Your reply should hold only the lines from the records below where "after" occurs.

-=-=-

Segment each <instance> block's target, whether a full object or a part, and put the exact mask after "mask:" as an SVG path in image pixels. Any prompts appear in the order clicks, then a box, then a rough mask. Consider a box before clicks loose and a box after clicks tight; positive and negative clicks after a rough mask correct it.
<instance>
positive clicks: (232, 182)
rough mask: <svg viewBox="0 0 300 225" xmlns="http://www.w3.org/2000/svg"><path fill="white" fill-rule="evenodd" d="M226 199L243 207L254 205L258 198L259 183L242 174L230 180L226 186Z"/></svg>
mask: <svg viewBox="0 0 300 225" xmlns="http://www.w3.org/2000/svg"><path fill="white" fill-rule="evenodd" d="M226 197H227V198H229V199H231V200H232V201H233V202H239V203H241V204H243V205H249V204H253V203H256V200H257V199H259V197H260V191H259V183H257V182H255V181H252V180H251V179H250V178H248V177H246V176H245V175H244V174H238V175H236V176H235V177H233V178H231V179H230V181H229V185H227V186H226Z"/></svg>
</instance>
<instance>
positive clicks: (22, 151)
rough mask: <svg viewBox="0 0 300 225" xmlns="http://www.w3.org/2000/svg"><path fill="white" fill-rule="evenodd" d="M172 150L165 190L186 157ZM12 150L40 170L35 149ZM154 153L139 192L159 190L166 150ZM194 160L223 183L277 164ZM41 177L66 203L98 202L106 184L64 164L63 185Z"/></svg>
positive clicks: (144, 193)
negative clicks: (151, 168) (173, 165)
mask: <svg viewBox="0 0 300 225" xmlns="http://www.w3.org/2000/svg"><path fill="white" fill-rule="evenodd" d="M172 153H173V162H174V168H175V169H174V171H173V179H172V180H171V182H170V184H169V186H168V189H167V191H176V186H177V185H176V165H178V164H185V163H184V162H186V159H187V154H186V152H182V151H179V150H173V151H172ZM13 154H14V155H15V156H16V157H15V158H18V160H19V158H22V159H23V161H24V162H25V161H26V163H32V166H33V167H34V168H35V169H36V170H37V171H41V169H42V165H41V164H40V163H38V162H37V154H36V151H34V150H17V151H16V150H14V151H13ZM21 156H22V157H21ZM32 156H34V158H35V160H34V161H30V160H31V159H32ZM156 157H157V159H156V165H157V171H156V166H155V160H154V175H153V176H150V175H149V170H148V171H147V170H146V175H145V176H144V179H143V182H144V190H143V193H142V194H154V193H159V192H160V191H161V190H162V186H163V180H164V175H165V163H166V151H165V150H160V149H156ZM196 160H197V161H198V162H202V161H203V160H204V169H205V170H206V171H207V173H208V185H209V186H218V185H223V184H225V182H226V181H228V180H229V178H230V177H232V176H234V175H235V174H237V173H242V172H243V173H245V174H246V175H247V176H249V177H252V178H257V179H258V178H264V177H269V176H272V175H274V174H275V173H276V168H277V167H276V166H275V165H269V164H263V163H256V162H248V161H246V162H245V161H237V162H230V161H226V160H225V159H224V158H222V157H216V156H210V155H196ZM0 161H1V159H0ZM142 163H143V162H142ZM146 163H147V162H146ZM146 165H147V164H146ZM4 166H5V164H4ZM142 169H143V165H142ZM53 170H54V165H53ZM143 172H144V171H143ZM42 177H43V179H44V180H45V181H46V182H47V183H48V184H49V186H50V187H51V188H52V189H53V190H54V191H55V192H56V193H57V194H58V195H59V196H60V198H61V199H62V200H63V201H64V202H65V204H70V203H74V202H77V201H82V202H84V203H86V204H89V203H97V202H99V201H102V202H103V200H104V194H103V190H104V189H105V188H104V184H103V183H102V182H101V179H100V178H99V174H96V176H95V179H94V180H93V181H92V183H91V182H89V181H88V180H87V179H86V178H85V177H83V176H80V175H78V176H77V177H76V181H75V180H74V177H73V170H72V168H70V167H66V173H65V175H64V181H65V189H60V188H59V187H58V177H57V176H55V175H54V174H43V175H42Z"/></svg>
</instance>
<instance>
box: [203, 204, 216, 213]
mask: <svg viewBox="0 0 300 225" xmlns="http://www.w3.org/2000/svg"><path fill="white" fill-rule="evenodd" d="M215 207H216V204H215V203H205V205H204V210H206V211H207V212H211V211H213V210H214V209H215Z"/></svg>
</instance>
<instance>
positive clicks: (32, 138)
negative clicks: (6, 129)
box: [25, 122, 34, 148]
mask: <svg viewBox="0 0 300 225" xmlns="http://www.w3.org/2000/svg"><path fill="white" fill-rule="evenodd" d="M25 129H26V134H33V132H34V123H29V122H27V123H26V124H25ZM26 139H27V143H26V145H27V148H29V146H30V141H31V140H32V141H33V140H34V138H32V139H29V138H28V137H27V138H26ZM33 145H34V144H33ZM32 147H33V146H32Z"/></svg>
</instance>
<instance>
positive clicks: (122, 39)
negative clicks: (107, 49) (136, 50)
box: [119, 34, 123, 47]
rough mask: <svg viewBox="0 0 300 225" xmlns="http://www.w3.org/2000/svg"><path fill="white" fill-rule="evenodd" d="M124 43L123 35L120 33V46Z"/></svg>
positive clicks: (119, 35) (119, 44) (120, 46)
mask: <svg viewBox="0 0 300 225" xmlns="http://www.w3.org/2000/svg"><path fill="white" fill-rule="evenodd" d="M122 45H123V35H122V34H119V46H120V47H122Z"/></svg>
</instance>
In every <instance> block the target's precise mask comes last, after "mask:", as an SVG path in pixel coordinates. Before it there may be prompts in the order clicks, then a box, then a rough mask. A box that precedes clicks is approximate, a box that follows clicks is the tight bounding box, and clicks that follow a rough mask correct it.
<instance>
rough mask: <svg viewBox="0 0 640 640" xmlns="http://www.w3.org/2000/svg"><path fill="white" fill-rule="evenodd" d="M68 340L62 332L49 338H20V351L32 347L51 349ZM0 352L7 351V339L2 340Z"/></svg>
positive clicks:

-=-=-

> **Your response**:
Segment each <instance> block's target, whether a full object or a part, and put the exact mask after "mask:" as an SVG path in image pixels. Any prompts appear in the order clicks, then a box, then a rough mask. Consider a box before clicks loose and a box after clicks tight; positive and negative clicks after a rough mask correct it.
In every <instance> block the target's precise mask comes last, after "mask:", as an SVG path in pixel coordinates. Before it there may be prompts in the order clicks, then a box, then a rough mask. A box that precedes clicks is approximate, a box that follows clicks is the tight bounding box, and clicks that follow a rough mask correct it.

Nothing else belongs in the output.